Problèmes à résoudre >>
a: Dans le document source, à quel âge plus de 60 % des enfants ont-ils complètement acquis la praxie de mastication – déglutition ?
b: Dressez la liste des exemples de commutations de circuiteries ou de réseaux neuronaux que le document source cite hors du domaine de la déglutition.

Document source >>
_____

Pr. Philippe Evrard

Pr. Philippe Evrard

- Neuropédiatre
- Chef de service honoraire de neurologie pédiatrique (créateur du service) - Robert Debré

Le neurodéveloppement de la déglutition

Résumé

Le neurodéveloppement de la déglutition comporte le déploiement de deux circuiteries neuronales successives. (i) Une première praxie de succion – déglutition acquise dès la vie fœtale et utilisée durant les premières années de vie postnatale ; (ii) une deuxième praxie de mastication – déglutition du sujet denté (complètement acquise par plus de 60 % des enfants à l’âge de quatre ans). Chez le sujet normal, cette deuxième praxie permet une alimentation « euphagique » et une croissance faciale « eumorphique ». Cette transition dépend d’effecteurs périphériques multiples et est sous le contrôle du système nerveux central, ainsi que l’ont montré de nombreux travaux de recherche, auxquels Patrick Fellus a contribué par ses observations associant la clinique et l’imagerie IRM fonctionnelle. C’est dans cette période de « commutation » des deux praxies de déglutition que la fréquence des dysphagies d’origine neurologique est la plus élevée (avec une réduction de moitié à l’âge de cinq ans).
De telles commutations (« switches ») de circuiteries et de réseaux neuronaux sont connus dans d’autres domaines du neurodéveloppement. J’évoque, à titre d’exemples : (i) Dans le domaine du langage, l’existence probable de circuiteries alternatives précoces suggérées par la clinique et les imageries d’enfants atteints d’aphasies acquises précoces. (ii) Les « afférentations » atypiques chez certaines personnes à haut potentiels sont aussi évoquées pour expliquer certaines performances exceptionnelles. (iii) Chez le chat domestique, la maturation précoce de réseaux centraux qui permettraient une vision diurne précise (comme chez certains chats sauvages), inhibés et perdus ensuite au profit d’une circuiterie performante pour la vision nocturne ; il pourrait s’agir d’une mémoire phylogénique avec commutation des réseaux au cours du développement chez le chat domestique. Les hypothèses le plus souvent avancées pour expliquer de telles commutations sont l’existence de redondances normales, ainsi que, lors de certaines lésions, de phénomènes de diaschisis.

_____

Données >>
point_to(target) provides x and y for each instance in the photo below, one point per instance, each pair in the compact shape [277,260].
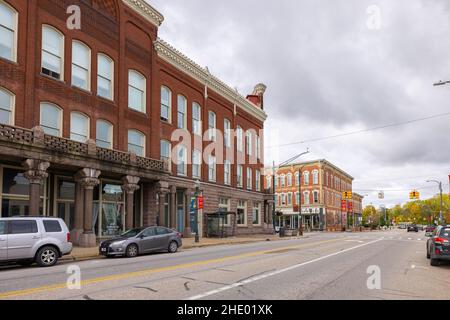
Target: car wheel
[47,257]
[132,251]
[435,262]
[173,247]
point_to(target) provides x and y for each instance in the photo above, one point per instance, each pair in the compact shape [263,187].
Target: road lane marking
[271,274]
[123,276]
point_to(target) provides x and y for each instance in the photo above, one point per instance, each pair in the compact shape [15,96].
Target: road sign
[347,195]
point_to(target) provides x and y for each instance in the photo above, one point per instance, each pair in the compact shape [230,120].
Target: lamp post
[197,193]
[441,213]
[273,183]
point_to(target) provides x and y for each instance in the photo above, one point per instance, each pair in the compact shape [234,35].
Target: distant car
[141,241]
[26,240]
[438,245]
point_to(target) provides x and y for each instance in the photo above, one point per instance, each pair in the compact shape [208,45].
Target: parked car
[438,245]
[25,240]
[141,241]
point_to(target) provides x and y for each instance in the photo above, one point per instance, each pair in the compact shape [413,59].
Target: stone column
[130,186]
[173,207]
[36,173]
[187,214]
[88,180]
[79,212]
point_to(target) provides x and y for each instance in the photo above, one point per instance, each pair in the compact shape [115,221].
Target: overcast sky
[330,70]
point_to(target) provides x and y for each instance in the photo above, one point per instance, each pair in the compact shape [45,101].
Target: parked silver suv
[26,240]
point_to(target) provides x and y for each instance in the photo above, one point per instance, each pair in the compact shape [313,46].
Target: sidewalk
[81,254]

_____

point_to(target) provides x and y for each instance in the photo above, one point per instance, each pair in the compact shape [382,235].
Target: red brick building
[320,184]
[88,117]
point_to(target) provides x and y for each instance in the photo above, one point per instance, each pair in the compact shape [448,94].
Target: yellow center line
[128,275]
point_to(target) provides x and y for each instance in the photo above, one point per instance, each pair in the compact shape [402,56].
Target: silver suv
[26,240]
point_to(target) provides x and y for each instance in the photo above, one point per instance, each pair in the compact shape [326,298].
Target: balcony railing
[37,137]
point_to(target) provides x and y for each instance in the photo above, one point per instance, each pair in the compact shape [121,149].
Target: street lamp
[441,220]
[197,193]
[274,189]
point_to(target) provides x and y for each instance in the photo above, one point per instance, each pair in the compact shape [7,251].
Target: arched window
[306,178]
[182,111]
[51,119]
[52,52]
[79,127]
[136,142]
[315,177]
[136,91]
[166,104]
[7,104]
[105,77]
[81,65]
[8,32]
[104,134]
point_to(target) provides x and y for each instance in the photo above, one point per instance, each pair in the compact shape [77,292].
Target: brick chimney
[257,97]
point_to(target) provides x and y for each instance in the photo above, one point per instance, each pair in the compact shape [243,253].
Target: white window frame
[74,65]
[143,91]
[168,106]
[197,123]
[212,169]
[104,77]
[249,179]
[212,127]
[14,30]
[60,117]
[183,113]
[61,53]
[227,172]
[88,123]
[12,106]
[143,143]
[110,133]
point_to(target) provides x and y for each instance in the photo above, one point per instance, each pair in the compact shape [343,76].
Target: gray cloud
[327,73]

_____

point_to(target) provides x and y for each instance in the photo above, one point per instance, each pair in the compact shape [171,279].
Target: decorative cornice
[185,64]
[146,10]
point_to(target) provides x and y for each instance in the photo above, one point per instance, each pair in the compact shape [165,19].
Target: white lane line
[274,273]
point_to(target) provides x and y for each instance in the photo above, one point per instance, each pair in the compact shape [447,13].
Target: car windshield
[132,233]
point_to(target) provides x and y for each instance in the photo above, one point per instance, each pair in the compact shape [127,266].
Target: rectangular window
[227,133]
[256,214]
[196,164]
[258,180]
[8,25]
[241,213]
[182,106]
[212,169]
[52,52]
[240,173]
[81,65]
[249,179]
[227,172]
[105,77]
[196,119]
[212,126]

_____

Liste des solutions >>
a: À l'âge de quatre ans.

b:
- Dans le domaine du langage, l'existence probable de circuiteries alternatives précoces, suggérée par la clinique et les imageries d'enfants atteints d'aphasies acquises précoces.
- Les « afférentations » atypiques chez certaines personnes à haut potentiel, évoquées pour expliquer certaines performances exceptionnelles.
- Chez le chat domestique, la maturation précoce de réseaux centraux qui permettraient une vision diurne précise, inhibés et perdus ensuite au profit d'une circuiterie performante pour la vision nocturne.